## Exercise requirements:
Would you copy the listing below exactly, keeping the pictures out?

## Data listing:
--- START ---
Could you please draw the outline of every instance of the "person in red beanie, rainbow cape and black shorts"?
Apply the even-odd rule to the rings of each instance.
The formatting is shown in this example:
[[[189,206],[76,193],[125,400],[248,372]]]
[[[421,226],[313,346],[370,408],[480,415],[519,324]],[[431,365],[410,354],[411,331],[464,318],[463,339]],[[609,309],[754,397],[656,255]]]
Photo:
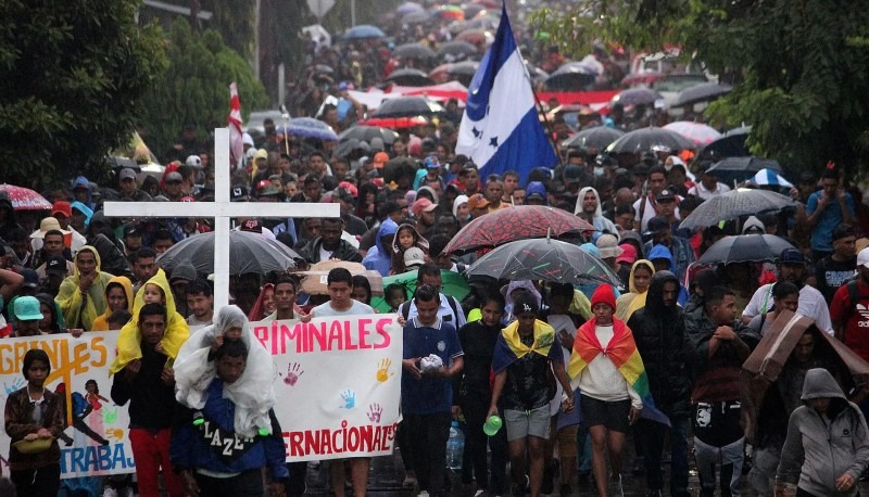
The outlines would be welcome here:
[[[616,297],[608,284],[597,286],[591,310],[594,317],[577,330],[567,372],[572,386],[580,391],[582,422],[591,435],[597,495],[609,495],[610,481],[612,495],[624,495],[620,473],[625,437],[630,425],[640,419],[643,396],[648,396],[648,380],[631,330],[613,317]],[[612,477],[606,472],[607,448]]]

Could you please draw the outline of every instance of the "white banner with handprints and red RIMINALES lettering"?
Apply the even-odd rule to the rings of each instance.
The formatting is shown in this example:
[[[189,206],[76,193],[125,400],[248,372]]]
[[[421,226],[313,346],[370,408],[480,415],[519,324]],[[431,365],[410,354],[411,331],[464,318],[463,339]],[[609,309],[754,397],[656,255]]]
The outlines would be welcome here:
[[[400,420],[398,315],[253,322],[272,354],[287,461],[392,454]]]

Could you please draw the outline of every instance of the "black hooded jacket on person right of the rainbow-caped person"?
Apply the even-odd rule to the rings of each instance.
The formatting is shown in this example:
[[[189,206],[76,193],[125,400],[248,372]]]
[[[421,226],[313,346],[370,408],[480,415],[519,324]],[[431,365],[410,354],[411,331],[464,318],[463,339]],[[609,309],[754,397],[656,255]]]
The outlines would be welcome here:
--- END ---
## Solution for this exercise:
Could you please draw the outline of every instance of the "person in red beanie, rainbow cape and black shorts"?
Apply the even-odd rule to the rings of each instance.
The formatting is shown in this example:
[[[189,206],[76,193],[125,400],[248,372]]]
[[[421,226],[313,346],[370,408],[480,415],[519,324]],[[431,365],[410,354],[411,331],[464,318],[463,339]],[[609,309],[754,397],[656,255]]]
Photo:
The outlines would be welcome here:
[[[616,297],[608,284],[597,286],[591,310],[594,317],[577,330],[567,372],[572,386],[580,391],[582,422],[591,435],[597,495],[609,495],[610,481],[612,495],[624,495],[620,473],[625,437],[630,425],[640,419],[643,396],[648,396],[648,380],[631,330],[613,317]],[[612,477],[606,472],[607,448]]]

Could you please draw the outline of every instance of the "white banner with handprints and red RIMINALES lettering"?
Apply the even-odd rule to the rings of each instance.
The formatting is shown in this example:
[[[189,206],[76,193],[125,400],[248,372]]]
[[[421,226],[313,346],[370,408],[480,415],[519,324]],[[431,365],[410,354],[411,331],[464,318],[463,339]],[[609,309],[754,397],[656,255]]]
The outlines would be welcome here:
[[[400,420],[398,315],[253,322],[272,354],[287,461],[392,454]]]

Could you please draw the outline of every instance of the "black hooded jacket on person right of the rainbow-caped person"?
Apply the even-odd rule to the rings of each instance.
The formatting is shown in this example:
[[[189,206],[76,193],[125,400],[248,372]]]
[[[421,226],[313,346],[370,408],[480,415],[519,324]],[[431,365],[410,354],[411,331],[464,318],[463,339]],[[609,309],[754,397],[656,255]]]
The outlines would be welcome here:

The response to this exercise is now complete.